● **SOURCE EXTRACT**:
*** Begin section ***

I could use some help, but its really just more of a pain than it is a problem...

----------

## Naveg

seems like some sort of power output problem. Overclocking for the wireless card if you will. Did you ever configure a value for transmit (tx) power when setting up your card? If you did, i suggest you remove it, and let the card act on its default setting.

----------

## niffs

nope, no overclocking of any sort, I didn't set a tx value.

by the way, if you check the page for the adapter, it isn't actually a pci card, its external

----------

## niffs

I did an "iwconfig wlan0 txpower off"...

I guess I'll see if that helps.

----------

## niffs

Nope.

----------

## msalerno

Have you found a solution to this issue?

----------

## msalerno

Try passing this to your kernel for bootup:

pci=routeirq

Fixed my issue.

----------

## niffs

Hmm... pci=routeirq... Its worth a try. I'll get back to you on that next time I restart.

----------

## niffs

No, still dies under stress...

----------

## msalerno

Just after making that post, I made some changes to my system and of course, it stopped working.  Once I set the changes back, everything worked again.

Mainly, in my systems BIOS: PnP OS = N

Also, I didn't build my kernel with ACPI support.

----------

## niffs

I'll try dumping ACPI support and sorting through the bios... Once again, worth a try.

----------

## s0lar

I had some troubles to due to some kernel config. My problems aren't the same, I just couldn't get a hold of the essid without the option pci=noacpi apic behind my kernel boot. Now I have put it in my kernel and don't need those few letters behind my kernel file in the grub config. Also worth a try I would say...

----------

## niffs

Hmm... I'll try that "pci=noacpi apic" thing and see if that works.

After trying what msalerno said, I still have problems, but for some odd reason, dhcpcd starts up faster...

*** End section ***

● **WHAT NEEDS TO BE DONE**: Could you retype the stretch of the wireless card thread from "I could use" through "its default setting."?

● **DATASET EXCERPTS**:
*** Begin section ***

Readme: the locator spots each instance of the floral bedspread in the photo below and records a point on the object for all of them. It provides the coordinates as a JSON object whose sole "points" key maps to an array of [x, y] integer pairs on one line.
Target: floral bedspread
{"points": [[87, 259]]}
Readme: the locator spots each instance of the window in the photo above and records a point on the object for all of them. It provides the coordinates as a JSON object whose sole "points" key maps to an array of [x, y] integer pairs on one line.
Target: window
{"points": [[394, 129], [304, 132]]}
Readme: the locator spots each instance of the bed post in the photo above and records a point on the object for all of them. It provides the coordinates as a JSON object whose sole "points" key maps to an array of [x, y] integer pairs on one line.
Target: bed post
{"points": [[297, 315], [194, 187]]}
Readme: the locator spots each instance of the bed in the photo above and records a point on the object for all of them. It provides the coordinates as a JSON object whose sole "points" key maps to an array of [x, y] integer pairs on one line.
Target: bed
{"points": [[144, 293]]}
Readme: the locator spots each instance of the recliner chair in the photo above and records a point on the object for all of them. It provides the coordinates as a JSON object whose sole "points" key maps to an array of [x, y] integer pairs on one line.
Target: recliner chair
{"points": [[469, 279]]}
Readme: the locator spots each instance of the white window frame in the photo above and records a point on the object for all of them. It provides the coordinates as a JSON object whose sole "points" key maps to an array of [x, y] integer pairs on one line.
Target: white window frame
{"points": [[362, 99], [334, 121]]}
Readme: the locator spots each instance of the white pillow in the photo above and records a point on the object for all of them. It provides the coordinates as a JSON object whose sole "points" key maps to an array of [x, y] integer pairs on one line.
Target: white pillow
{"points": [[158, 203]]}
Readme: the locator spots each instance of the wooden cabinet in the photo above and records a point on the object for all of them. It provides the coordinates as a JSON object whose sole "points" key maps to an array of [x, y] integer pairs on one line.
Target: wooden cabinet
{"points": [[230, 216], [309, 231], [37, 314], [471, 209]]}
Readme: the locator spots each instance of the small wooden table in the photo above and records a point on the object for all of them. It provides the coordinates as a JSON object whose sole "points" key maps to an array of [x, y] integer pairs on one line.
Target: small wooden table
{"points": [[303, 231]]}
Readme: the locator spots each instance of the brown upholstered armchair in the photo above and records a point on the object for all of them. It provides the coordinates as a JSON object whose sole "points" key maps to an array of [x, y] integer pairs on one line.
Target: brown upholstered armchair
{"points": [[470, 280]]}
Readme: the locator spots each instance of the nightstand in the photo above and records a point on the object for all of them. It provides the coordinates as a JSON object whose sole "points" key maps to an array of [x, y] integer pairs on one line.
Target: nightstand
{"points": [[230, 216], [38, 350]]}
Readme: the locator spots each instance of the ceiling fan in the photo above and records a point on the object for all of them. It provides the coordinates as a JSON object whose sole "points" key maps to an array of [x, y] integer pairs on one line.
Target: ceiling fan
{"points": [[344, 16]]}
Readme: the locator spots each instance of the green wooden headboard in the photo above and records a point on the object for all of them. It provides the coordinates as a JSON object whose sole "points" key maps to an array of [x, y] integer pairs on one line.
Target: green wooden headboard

*** End section ***

● **YOUR SOLUTION**:
I could use some help, but its really just more of a pain than it is a problem...

----------

## Naveg

seems like some sort of power output problem. Overclocking for the wireless card if you will. Did you ever configure a value for transmit (tx) power when setting up your card? If you did, i suggest you remove it, and let the card act on its default setting.